» **Direction**: Please copy all the lines that follow, word for word.

» **Data section**:
%%

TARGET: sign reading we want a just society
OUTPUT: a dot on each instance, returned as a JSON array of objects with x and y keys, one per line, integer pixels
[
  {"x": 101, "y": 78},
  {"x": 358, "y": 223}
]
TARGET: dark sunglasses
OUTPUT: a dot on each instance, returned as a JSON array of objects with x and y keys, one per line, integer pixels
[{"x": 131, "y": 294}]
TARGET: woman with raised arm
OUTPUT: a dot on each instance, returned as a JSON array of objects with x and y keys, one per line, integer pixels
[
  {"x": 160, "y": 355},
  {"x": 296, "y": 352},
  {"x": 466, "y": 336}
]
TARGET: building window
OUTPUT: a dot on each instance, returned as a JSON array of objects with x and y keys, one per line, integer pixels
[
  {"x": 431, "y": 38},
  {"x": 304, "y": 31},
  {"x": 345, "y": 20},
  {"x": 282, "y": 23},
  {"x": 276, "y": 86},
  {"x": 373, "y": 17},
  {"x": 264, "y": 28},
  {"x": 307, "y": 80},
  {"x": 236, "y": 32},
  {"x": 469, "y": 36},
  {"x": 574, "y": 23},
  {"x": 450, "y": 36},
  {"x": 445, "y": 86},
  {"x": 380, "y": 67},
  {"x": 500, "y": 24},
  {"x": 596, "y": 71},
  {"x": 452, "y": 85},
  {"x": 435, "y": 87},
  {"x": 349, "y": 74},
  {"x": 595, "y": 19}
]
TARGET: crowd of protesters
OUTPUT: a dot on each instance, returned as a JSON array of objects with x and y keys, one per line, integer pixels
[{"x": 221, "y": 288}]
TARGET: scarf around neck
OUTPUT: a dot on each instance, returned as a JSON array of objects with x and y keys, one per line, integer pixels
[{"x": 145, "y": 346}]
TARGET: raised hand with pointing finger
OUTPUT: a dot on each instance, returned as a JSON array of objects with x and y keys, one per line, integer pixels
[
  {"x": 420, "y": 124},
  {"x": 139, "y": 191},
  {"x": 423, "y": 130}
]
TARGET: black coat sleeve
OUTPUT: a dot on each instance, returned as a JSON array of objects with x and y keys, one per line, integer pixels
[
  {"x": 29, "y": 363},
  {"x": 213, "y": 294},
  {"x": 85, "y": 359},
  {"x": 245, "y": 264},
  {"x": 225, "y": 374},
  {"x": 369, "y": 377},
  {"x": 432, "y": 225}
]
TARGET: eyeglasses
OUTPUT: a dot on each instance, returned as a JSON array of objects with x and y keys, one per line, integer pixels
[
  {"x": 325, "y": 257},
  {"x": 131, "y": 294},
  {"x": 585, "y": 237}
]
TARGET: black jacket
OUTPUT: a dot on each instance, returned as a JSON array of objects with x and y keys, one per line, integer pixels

%%

» **Correct result**:
TARGET: sign reading we want a just society
OUTPUT: a dot on each instance, returned as a JSON array of objects with x and y keys, one per line, integer pixels
[
  {"x": 101, "y": 78},
  {"x": 358, "y": 223}
]
TARGET: dark sunglasses
OUTPUT: a dot on each instance, returned as a JSON array of objects with x and y keys, one per line, integer pixels
[{"x": 131, "y": 294}]
TARGET: woman with raised arm
OUTPUT: a dot on each instance, returned as a JSON array of objects with x and y keys, one per line, integer pixels
[
  {"x": 160, "y": 355},
  {"x": 296, "y": 352},
  {"x": 466, "y": 336}
]
TARGET: building window
OUTPUT: a dot on each instance, returned as a JSON array of objects with x and y keys, one per line, integer pixels
[
  {"x": 431, "y": 38},
  {"x": 304, "y": 31},
  {"x": 345, "y": 20},
  {"x": 282, "y": 23},
  {"x": 276, "y": 86},
  {"x": 373, "y": 17},
  {"x": 264, "y": 28},
  {"x": 307, "y": 80},
  {"x": 236, "y": 32},
  {"x": 469, "y": 36},
  {"x": 574, "y": 23},
  {"x": 450, "y": 36},
  {"x": 445, "y": 86},
  {"x": 380, "y": 67},
  {"x": 500, "y": 24},
  {"x": 596, "y": 71},
  {"x": 452, "y": 85},
  {"x": 435, "y": 87},
  {"x": 349, "y": 74},
  {"x": 595, "y": 19}
]
TARGET: crowd of protesters
OUTPUT: a dot on each instance, returned as a JSON array of objects with x and y keys, one per line, integer pixels
[{"x": 221, "y": 288}]
TARGET: scarf around neck
OUTPUT: a dot on each instance, returned as a JSON array of objects with x and y keys, one per line, integer pixels
[{"x": 145, "y": 346}]
TARGET: raised hand with pointing finger
OUTPUT: a dot on each instance, returned as a JSON array of objects with x and y keys, one per line, integer pixels
[
  {"x": 420, "y": 124},
  {"x": 139, "y": 191},
  {"x": 423, "y": 130}
]
TARGET: black coat sleeve
OUTPUT: a dot on each instance, returned as a JSON array of objects with x and y keys, one per line, integer pixels
[
  {"x": 29, "y": 363},
  {"x": 213, "y": 294},
  {"x": 85, "y": 359},
  {"x": 245, "y": 264},
  {"x": 225, "y": 374},
  {"x": 369, "y": 377},
  {"x": 432, "y": 225}
]
TARGET: eyeglasses
OUTPUT: a dot on each instance, returned as a JSON array of objects with x and y keys, one per line, integer pixels
[
  {"x": 325, "y": 257},
  {"x": 131, "y": 294},
  {"x": 585, "y": 237}
]
TARGET: black jacket
OUTPUT: a dot on each instance, returned as a JSON array of objects with x and y keys, one per line, integer pixels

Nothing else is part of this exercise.